Enregistrements conservés:
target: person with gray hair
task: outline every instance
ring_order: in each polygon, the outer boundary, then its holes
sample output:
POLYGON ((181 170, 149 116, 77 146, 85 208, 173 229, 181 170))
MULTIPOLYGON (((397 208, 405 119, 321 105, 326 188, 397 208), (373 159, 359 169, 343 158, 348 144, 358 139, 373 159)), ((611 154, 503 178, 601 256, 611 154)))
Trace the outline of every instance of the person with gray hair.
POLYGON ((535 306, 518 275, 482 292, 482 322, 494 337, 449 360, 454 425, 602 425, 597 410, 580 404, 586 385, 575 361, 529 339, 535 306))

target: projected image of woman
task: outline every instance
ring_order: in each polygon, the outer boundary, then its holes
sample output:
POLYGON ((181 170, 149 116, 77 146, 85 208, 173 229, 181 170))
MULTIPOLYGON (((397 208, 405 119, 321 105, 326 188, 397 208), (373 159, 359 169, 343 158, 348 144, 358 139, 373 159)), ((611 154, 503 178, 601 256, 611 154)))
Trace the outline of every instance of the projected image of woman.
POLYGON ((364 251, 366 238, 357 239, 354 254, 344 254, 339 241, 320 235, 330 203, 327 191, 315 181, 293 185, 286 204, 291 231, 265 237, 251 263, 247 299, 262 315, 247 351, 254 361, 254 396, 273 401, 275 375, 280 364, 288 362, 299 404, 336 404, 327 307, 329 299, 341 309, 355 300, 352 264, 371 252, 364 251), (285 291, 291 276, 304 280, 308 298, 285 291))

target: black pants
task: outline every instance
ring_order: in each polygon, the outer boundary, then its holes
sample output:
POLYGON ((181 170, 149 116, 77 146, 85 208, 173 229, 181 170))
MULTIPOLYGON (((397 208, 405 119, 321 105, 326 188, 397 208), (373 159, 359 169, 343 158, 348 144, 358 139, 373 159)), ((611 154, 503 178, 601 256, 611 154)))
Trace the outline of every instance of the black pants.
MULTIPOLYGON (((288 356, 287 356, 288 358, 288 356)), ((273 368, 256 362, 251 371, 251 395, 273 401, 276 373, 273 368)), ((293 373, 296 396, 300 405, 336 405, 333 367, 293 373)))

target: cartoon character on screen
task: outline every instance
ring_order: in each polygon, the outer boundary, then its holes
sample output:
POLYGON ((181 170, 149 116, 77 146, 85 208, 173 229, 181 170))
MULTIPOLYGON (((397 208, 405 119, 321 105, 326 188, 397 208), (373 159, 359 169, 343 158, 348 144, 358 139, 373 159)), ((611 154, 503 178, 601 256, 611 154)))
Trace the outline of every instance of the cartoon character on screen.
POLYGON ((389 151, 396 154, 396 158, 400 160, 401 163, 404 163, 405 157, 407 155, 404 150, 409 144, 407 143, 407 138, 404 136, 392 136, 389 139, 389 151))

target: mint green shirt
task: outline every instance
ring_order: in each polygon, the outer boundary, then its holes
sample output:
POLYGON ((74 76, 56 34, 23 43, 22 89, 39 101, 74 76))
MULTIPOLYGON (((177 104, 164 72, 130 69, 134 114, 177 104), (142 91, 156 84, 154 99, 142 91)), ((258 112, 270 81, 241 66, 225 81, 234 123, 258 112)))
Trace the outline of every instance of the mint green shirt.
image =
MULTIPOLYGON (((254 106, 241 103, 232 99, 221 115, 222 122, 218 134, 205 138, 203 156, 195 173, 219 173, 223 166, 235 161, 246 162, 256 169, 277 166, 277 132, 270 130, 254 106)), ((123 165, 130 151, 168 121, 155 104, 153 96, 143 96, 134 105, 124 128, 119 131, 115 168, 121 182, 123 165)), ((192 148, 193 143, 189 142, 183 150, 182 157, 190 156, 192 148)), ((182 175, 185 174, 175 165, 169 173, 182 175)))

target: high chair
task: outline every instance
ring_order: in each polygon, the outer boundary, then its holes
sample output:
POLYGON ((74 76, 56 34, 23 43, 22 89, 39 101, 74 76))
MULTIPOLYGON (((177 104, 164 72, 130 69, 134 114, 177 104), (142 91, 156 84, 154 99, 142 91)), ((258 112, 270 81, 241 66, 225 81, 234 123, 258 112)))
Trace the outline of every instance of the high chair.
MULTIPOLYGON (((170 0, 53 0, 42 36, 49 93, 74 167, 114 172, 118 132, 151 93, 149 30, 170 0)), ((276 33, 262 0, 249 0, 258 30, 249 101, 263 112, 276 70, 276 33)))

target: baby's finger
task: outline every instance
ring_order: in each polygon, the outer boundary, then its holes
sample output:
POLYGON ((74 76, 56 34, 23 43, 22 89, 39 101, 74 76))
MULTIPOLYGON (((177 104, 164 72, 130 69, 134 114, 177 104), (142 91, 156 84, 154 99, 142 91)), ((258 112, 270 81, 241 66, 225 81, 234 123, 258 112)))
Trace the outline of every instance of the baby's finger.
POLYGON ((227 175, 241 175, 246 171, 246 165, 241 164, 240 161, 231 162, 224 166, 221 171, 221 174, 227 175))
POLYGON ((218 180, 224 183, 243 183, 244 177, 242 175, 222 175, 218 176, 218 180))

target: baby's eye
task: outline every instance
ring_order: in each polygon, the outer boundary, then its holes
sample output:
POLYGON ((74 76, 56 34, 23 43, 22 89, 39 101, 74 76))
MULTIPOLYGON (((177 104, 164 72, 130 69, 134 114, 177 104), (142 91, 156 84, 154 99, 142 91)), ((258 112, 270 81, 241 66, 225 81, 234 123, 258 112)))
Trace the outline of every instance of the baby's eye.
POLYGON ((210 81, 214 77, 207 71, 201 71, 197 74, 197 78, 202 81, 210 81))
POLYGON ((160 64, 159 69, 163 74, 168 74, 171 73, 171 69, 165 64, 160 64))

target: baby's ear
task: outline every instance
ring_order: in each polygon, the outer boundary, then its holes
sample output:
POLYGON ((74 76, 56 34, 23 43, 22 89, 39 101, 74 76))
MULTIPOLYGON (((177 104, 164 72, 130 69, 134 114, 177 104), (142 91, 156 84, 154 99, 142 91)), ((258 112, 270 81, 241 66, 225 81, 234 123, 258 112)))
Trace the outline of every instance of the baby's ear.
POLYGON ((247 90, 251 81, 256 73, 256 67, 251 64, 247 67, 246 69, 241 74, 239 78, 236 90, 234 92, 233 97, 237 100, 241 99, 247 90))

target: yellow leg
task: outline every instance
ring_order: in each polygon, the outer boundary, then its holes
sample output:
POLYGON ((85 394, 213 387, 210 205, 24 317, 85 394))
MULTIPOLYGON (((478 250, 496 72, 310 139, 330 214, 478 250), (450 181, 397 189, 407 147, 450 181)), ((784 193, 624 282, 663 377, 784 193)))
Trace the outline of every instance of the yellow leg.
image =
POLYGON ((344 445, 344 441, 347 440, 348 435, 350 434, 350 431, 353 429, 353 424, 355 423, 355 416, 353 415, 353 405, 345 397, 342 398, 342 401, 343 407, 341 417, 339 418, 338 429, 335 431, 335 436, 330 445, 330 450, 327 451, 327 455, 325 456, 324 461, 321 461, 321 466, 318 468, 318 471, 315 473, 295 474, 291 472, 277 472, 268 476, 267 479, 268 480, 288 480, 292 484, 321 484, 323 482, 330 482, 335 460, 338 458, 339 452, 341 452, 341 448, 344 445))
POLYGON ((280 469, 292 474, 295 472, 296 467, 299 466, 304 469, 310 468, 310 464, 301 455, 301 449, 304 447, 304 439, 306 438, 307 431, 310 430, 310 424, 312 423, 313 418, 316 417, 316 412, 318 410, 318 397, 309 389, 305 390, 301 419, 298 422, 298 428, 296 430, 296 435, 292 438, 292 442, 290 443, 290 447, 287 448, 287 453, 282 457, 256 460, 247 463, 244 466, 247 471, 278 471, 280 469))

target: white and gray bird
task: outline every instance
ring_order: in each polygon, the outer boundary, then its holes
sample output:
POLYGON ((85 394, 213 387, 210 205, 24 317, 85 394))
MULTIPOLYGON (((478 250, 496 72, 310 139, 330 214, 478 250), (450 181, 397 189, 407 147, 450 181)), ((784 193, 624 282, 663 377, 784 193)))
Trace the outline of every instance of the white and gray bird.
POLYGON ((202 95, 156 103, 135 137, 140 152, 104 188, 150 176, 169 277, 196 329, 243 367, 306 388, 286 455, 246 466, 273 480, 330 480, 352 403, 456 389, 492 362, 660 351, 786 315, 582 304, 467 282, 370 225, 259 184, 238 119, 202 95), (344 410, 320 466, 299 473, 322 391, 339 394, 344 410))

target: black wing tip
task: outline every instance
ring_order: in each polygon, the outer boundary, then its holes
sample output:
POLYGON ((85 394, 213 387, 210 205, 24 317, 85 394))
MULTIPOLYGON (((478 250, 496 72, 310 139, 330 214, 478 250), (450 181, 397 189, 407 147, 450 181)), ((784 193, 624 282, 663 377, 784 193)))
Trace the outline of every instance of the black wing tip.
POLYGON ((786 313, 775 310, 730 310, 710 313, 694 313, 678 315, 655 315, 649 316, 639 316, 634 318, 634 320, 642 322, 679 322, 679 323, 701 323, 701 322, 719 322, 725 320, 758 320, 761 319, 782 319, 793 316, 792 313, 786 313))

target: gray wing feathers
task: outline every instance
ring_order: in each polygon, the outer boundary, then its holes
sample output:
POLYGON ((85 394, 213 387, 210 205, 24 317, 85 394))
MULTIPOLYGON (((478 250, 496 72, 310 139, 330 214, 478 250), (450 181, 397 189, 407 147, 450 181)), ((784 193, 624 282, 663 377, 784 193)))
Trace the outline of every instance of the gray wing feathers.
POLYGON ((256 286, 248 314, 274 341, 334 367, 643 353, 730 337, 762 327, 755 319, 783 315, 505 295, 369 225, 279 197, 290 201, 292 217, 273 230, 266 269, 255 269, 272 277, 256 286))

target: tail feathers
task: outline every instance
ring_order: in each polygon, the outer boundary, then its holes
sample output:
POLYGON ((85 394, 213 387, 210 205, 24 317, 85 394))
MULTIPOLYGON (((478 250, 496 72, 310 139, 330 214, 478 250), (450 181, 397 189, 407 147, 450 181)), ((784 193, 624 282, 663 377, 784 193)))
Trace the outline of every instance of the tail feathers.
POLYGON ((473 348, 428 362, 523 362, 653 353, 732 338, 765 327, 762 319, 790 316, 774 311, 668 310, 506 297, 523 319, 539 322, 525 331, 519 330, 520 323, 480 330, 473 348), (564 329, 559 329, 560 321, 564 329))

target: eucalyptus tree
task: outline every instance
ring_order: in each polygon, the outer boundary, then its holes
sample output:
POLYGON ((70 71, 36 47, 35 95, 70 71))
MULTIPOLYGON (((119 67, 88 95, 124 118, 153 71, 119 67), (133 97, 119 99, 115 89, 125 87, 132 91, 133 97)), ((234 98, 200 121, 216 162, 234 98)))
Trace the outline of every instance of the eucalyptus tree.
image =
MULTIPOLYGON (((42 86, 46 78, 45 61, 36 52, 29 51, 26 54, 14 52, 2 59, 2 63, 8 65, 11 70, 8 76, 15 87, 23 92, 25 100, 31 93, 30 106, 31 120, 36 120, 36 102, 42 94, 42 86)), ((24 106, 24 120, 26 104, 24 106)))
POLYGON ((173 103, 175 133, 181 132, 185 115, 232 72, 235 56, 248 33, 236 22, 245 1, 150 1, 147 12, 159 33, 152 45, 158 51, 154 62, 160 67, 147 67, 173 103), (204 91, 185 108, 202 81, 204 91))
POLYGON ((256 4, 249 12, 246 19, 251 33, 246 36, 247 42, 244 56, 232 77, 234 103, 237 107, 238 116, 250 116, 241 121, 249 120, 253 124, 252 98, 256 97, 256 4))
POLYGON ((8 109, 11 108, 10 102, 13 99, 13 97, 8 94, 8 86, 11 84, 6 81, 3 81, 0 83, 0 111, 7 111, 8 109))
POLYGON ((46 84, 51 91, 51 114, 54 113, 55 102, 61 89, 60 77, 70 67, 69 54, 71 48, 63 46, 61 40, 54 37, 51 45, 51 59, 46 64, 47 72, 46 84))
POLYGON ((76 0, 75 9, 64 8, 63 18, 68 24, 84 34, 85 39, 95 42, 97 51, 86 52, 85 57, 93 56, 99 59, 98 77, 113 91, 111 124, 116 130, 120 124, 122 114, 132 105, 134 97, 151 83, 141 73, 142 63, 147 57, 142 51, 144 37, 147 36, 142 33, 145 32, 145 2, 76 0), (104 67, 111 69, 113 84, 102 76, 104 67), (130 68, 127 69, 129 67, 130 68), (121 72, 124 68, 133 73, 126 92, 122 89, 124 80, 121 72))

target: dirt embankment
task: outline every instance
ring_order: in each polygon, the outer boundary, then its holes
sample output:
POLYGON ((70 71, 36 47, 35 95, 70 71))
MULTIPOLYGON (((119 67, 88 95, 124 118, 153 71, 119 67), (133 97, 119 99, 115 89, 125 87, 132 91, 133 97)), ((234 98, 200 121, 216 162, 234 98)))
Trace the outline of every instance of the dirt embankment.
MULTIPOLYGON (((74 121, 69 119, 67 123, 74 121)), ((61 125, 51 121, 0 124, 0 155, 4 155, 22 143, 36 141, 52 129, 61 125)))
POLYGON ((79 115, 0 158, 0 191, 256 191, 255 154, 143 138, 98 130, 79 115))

▶ [Travail à réaliser] Recopiez à l'identique, s'il vous plaît, le passage qui s'ouvre sur la ligne contenant « target: black wing tip » et se ferme sur la ligne contenant « POLYGON ((473 348, 428 », ces deux lignes comprises.

▶ [Résultat de l'exercice]
target: black wing tip
task: outline every instance
ring_order: in each polygon, the outer boundary, then its holes
sample output:
POLYGON ((85 394, 213 387, 210 205, 24 317, 85 394))
MULTIPOLYGON (((478 250, 496 72, 310 139, 330 214, 478 250), (450 181, 397 189, 407 147, 450 181)), ((784 193, 624 282, 663 377, 784 193)))
Trace the outline of every instance of the black wing tip.
POLYGON ((786 313, 775 310, 730 310, 710 313, 694 313, 678 315, 655 315, 649 316, 639 316, 634 318, 634 320, 642 322, 679 322, 679 323, 701 323, 701 322, 719 322, 725 320, 758 320, 761 319, 782 319, 793 316, 792 313, 786 313))

target: gray wing feathers
task: outline every instance
ring_order: in each polygon, the outer boundary, then its holes
sample output:
POLYGON ((85 394, 213 387, 210 205, 24 317, 85 394))
MULTIPOLYGON (((478 250, 496 72, 310 139, 330 214, 478 250), (450 181, 397 189, 407 147, 450 181)), ((784 193, 624 282, 663 377, 784 193)))
Trace the outline of every instance of the gray wing feathers.
POLYGON ((256 286, 248 314, 274 341, 334 367, 643 353, 730 337, 762 327, 755 319, 783 315, 505 295, 369 225, 279 197, 290 201, 292 217, 273 230, 266 269, 255 269, 272 277, 256 286))

target: tail feathers
task: outline every instance
ring_order: in each polygon, the outer boundary, then its holes
sample output:
POLYGON ((85 394, 213 387, 210 205, 24 317, 85 394))
MULTIPOLYGON (((478 250, 496 72, 310 139, 330 214, 478 250), (450 181, 397 189, 407 147, 450 181)), ((784 193, 624 282, 663 377, 784 193)))
Trace the outline of every instance of the tail feathers.
POLYGON ((473 348, 428 362, 523 362, 653 353, 732 338, 765 327, 762 319, 790 316, 774 311, 668 310, 506 297, 523 319, 539 322, 525 331, 519 330, 520 323, 480 330, 473 348), (564 329, 559 329, 560 321, 564 329))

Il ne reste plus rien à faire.